40km
Trujillo – Simbal
Outfit: vestido y abajo el pantalón más cómodo del universo (el de pijama)
Por: Claudia Herrán
Veinte minutos de estiramientos, una mariposa blanca que acompañó como tres kilómetros, una bodeguita en ruta que tenía solo un plátano para el calambre que avisaba de a poquitos. Dos litros de agua (bendita agua), un litro de electrolitos, dos «Cereal Bar», una galleta de soda, 2 km que pensé jamás acabarían, un colibrí, una señora a quien le pregunté cuánto faltaba de subida (a cuatro metros de distancia) y, quien me contestó, que a ese paso, llegaría como a 20 minutos más (entre sus jacarandosas risas, mientras yo creía que faltaban 5 minutitos).

Material de trabajo:
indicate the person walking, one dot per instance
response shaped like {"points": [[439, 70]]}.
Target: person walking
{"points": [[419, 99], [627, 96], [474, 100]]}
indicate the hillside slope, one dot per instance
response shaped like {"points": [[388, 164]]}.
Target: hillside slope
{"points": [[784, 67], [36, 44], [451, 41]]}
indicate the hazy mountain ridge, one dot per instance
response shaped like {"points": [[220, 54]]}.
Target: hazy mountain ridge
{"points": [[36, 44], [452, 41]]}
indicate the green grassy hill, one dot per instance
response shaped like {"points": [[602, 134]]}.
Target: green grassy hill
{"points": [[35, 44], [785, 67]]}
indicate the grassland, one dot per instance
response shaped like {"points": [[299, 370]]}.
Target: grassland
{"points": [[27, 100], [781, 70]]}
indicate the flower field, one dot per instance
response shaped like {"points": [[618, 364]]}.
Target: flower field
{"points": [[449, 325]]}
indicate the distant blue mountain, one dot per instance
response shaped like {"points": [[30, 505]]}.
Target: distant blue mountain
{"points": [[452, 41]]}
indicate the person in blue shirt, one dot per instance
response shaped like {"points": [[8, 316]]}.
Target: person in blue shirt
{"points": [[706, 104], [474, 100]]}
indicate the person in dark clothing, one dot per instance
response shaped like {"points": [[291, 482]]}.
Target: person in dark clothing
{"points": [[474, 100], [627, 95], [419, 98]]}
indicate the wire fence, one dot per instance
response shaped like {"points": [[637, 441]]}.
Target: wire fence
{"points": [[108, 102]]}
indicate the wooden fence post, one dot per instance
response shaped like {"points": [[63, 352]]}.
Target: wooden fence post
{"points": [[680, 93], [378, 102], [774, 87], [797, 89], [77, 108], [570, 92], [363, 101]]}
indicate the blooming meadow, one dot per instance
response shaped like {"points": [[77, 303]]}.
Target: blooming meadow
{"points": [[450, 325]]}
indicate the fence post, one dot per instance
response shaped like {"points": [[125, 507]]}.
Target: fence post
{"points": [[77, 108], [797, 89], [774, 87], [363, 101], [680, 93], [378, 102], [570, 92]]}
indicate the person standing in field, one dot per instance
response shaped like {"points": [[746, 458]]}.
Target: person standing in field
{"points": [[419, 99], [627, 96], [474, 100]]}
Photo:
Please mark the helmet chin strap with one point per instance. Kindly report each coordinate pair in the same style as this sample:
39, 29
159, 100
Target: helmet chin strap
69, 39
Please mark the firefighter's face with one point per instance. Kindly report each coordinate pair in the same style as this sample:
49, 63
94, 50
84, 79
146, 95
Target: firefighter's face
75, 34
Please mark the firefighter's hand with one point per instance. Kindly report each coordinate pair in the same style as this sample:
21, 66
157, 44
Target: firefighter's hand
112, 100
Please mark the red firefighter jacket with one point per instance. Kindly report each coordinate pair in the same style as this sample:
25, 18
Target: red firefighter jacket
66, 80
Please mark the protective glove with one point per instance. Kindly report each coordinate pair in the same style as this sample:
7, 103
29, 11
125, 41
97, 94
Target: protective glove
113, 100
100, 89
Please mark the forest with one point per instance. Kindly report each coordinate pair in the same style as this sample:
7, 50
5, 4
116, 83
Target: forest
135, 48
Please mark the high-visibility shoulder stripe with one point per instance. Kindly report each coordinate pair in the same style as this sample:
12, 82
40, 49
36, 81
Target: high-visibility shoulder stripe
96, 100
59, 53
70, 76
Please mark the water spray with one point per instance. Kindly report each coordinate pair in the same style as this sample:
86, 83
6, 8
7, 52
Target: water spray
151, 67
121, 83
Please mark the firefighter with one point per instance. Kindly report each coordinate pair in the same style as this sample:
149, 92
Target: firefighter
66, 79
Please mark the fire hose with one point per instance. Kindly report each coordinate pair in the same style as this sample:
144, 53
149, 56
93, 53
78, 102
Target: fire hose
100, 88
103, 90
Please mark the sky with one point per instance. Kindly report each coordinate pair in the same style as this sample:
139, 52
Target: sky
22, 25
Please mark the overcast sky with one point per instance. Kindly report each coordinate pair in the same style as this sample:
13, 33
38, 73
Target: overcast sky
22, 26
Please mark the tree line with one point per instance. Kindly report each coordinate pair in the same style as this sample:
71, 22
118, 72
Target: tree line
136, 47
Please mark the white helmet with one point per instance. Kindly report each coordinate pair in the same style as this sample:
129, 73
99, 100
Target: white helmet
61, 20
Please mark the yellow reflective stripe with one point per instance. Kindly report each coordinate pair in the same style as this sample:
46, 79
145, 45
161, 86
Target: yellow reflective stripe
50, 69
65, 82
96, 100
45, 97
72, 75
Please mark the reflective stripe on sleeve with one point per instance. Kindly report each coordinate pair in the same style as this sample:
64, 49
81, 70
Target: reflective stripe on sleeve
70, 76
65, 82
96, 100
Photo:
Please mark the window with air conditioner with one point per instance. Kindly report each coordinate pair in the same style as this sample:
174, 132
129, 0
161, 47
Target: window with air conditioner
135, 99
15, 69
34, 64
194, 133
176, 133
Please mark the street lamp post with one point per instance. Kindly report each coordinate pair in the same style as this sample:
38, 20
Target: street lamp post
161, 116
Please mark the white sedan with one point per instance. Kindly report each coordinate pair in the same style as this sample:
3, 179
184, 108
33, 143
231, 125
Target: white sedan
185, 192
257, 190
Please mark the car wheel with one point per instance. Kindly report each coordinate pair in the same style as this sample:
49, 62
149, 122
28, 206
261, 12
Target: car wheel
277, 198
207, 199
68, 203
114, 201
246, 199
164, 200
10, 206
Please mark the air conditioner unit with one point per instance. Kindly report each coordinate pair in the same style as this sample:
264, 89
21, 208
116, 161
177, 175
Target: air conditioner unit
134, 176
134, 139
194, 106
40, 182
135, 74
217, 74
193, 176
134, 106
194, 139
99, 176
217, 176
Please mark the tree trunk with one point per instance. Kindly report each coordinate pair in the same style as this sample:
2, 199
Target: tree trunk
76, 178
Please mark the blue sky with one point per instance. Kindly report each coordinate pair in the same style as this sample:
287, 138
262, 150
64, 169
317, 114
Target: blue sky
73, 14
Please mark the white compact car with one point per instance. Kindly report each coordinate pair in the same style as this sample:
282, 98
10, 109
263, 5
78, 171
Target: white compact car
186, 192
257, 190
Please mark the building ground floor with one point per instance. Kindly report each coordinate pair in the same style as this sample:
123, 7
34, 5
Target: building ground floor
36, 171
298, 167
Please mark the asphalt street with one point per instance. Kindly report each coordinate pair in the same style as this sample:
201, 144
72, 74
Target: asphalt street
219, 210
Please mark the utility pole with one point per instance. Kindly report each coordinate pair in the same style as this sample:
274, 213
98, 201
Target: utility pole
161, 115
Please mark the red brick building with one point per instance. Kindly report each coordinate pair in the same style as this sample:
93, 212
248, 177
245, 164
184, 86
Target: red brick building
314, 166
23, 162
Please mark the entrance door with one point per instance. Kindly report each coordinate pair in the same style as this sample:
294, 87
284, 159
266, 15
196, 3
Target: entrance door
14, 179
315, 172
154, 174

Tarea a realizar: Sustituye "colibrí" por "zorzal" al reescribir el pasaje del texto sobre el trayecto Trujillo – Simbal que comienza en "Por: Claudia Herrán" y termina en "faltaban 5 minutitos).".

Respuesta al ejercicio:
Por: Claudia Herrán
Veinte minutos de estiramientos, una mariposa blanca que acompañó como tres kilómetros, una bodeguita en ruta que tenía solo un plátano para el calambre que avisaba de a poquitos. Dos litros de agua (bendita agua), un litro de electrolitos, dos «Cereal Bar», una galleta de soda, 2 km que pensé jamás acabarían, un zorzal, una señora a quien le pregunté cuánto faltaba de subida (a cuatro metros de distancia) y, quien me contestó, que a ese paso, llegaría como a 20 minutos más (entre sus jacarandosas risas, mientras yo creía que faltaban 5 minutitos).